• **About this task**
Every line of the records below from the line with "Target: green tree" up to and including the line with "Put a single dot on each instance of the awning" must be reproduced exactly, and no line outside that range.

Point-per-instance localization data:
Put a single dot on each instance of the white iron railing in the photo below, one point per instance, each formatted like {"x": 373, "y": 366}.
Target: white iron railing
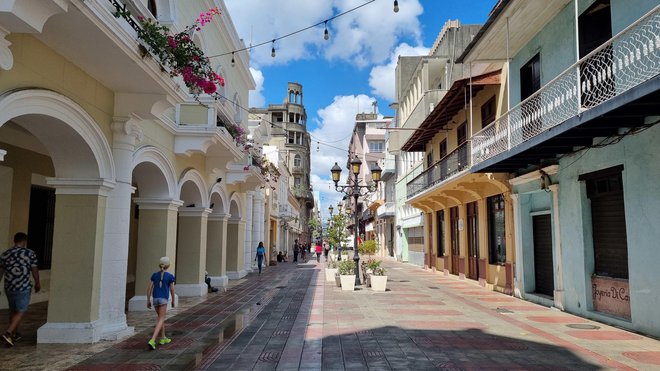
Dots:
{"x": 625, "y": 61}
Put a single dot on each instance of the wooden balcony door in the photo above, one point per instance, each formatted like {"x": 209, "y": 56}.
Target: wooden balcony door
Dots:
{"x": 473, "y": 240}
{"x": 455, "y": 247}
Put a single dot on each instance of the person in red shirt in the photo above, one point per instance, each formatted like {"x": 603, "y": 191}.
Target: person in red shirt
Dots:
{"x": 319, "y": 250}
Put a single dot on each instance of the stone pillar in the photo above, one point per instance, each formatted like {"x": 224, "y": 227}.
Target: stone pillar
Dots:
{"x": 258, "y": 223}
{"x": 115, "y": 242}
{"x": 75, "y": 281}
{"x": 518, "y": 278}
{"x": 249, "y": 224}
{"x": 216, "y": 249}
{"x": 235, "y": 249}
{"x": 157, "y": 227}
{"x": 191, "y": 251}
{"x": 559, "y": 272}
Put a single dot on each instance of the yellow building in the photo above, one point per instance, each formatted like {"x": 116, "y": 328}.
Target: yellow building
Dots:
{"x": 468, "y": 219}
{"x": 109, "y": 163}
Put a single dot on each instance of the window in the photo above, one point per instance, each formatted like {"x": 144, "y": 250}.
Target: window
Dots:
{"x": 608, "y": 219}
{"x": 377, "y": 146}
{"x": 488, "y": 112}
{"x": 530, "y": 77}
{"x": 440, "y": 216}
{"x": 41, "y": 223}
{"x": 496, "y": 230}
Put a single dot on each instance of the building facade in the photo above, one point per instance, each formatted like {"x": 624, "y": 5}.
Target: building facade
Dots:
{"x": 579, "y": 142}
{"x": 109, "y": 163}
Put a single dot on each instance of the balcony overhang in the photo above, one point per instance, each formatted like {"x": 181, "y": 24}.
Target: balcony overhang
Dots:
{"x": 450, "y": 105}
{"x": 518, "y": 20}
{"x": 627, "y": 110}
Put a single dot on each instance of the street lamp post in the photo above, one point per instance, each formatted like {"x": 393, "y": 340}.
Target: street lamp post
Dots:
{"x": 356, "y": 190}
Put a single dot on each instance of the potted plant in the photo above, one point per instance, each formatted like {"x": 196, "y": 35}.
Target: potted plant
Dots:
{"x": 331, "y": 271}
{"x": 347, "y": 275}
{"x": 377, "y": 277}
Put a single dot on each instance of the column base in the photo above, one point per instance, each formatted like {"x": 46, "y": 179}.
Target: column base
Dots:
{"x": 69, "y": 333}
{"x": 116, "y": 331}
{"x": 192, "y": 290}
{"x": 139, "y": 303}
{"x": 237, "y": 275}
{"x": 219, "y": 281}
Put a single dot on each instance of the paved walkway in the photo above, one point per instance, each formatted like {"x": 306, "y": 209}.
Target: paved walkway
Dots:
{"x": 289, "y": 318}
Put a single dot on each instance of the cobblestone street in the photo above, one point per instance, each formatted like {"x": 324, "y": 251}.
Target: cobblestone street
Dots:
{"x": 289, "y": 318}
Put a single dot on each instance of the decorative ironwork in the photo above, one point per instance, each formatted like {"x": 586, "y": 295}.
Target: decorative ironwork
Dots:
{"x": 625, "y": 61}
{"x": 448, "y": 167}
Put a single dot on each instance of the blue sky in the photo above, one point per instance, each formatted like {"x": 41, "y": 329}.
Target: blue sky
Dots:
{"x": 344, "y": 74}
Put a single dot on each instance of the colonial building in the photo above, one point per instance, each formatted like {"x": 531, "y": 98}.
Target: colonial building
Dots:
{"x": 290, "y": 136}
{"x": 109, "y": 162}
{"x": 580, "y": 140}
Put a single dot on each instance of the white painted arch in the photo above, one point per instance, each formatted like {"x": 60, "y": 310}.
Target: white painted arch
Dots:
{"x": 75, "y": 141}
{"x": 152, "y": 155}
{"x": 218, "y": 190}
{"x": 193, "y": 188}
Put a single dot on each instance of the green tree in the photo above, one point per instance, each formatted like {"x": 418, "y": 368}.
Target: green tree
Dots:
{"x": 337, "y": 232}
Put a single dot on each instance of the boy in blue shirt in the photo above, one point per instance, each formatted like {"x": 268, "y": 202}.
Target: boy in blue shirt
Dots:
{"x": 161, "y": 286}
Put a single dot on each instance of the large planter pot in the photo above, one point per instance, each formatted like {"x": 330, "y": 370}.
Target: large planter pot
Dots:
{"x": 378, "y": 283}
{"x": 330, "y": 274}
{"x": 347, "y": 283}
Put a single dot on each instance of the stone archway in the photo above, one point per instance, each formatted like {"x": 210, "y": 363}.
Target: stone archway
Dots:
{"x": 83, "y": 175}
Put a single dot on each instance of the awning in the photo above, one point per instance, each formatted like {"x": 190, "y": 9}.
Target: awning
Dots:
{"x": 451, "y": 103}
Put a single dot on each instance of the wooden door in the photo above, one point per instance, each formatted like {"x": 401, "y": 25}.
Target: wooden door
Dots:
{"x": 455, "y": 247}
{"x": 543, "y": 266}
{"x": 473, "y": 240}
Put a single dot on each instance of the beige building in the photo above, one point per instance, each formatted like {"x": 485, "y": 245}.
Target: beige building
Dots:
{"x": 109, "y": 163}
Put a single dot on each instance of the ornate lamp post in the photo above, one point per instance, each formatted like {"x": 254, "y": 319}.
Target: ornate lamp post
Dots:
{"x": 356, "y": 190}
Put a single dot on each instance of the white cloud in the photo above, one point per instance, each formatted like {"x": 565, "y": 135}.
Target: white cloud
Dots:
{"x": 256, "y": 97}
{"x": 362, "y": 37}
{"x": 381, "y": 78}
{"x": 334, "y": 127}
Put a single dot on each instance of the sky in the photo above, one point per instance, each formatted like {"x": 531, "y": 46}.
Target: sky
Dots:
{"x": 343, "y": 75}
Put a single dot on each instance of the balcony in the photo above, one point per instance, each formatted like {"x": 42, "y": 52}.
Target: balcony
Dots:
{"x": 421, "y": 111}
{"x": 594, "y": 94}
{"x": 456, "y": 162}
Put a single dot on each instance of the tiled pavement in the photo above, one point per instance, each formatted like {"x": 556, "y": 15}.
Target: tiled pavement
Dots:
{"x": 290, "y": 318}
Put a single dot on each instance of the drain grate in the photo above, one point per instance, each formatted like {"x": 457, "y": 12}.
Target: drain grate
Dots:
{"x": 583, "y": 326}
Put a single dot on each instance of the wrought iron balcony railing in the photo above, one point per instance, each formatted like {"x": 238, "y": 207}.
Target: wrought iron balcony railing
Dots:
{"x": 449, "y": 166}
{"x": 625, "y": 61}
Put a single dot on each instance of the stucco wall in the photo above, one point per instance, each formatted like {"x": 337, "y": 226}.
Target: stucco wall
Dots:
{"x": 641, "y": 182}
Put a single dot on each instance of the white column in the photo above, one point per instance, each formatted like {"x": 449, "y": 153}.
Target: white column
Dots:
{"x": 258, "y": 218}
{"x": 559, "y": 276}
{"x": 518, "y": 280}
{"x": 249, "y": 221}
{"x": 112, "y": 317}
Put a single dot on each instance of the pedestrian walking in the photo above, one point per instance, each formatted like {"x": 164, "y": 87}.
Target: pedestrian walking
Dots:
{"x": 261, "y": 251}
{"x": 296, "y": 251}
{"x": 319, "y": 250}
{"x": 161, "y": 287}
{"x": 16, "y": 264}
{"x": 326, "y": 250}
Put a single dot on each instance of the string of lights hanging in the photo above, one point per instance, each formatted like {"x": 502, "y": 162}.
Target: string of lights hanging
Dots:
{"x": 326, "y": 32}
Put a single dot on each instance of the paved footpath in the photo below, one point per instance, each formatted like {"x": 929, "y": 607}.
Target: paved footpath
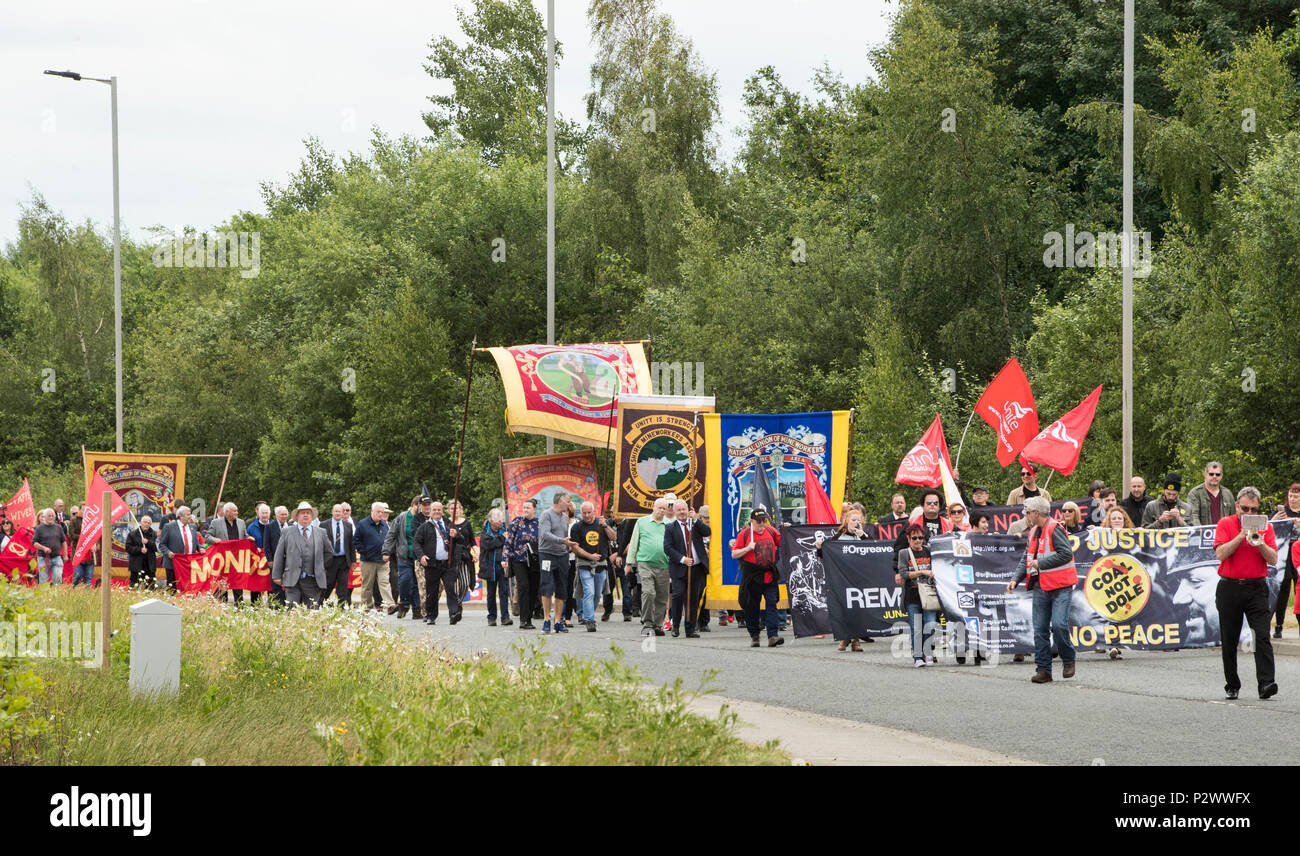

• **Solution for this task**
Target: green tree
Dots:
{"x": 337, "y": 232}
Put a single dot on each instance of the boy in blue shirt in the photo above, one point per instance, each formatted like {"x": 268, "y": 202}.
Target: boy in blue shirt
Dots:
{"x": 161, "y": 286}
Put a single dot on each instance of the large planter pot in the photo above, one point per instance, each formatted like {"x": 330, "y": 370}.
Target: large planter pot
Dots:
{"x": 378, "y": 283}
{"x": 330, "y": 274}
{"x": 347, "y": 283}
Put a single dot on each instance of the stone archway in the photo above, one point per instance, each formatted like {"x": 210, "y": 363}.
Target: stone archway
Dots:
{"x": 83, "y": 175}
Put a single dot on each instance of the awning in the photo above, one point per instance, each formatted like {"x": 190, "y": 9}.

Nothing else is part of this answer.